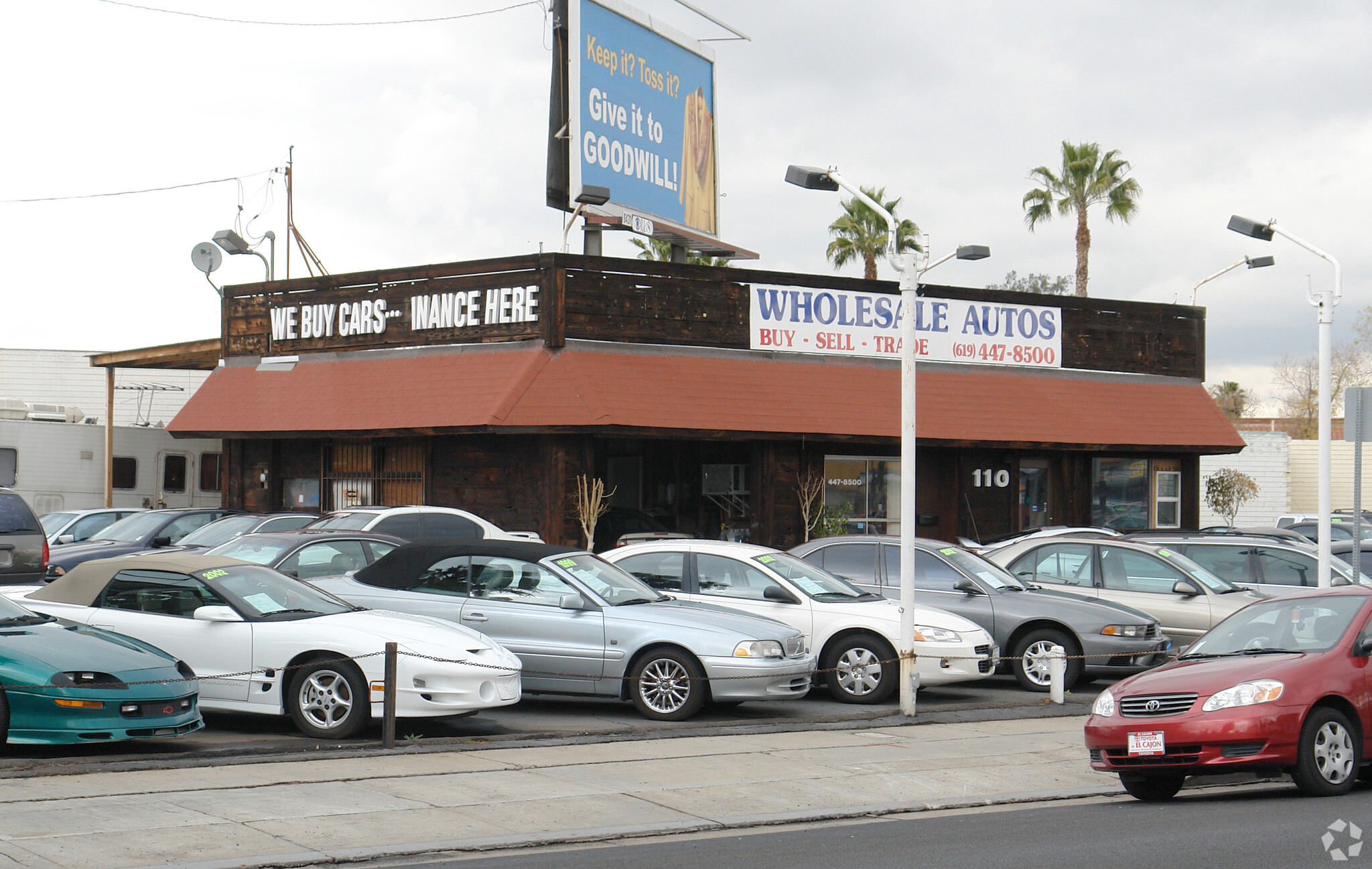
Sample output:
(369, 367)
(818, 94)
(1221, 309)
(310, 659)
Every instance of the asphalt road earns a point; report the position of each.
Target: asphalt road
(1250, 825)
(534, 718)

→ **WORK TO BE COMPLETED**:
Word for word, restate each line above, minus its pictures.

→ **WRITTEN ANSWER**:
Sample output:
(369, 367)
(818, 94)
(1221, 309)
(310, 659)
Every instance of the asphalt road earns a point; report the position of each.
Target: asphalt road
(1250, 825)
(534, 718)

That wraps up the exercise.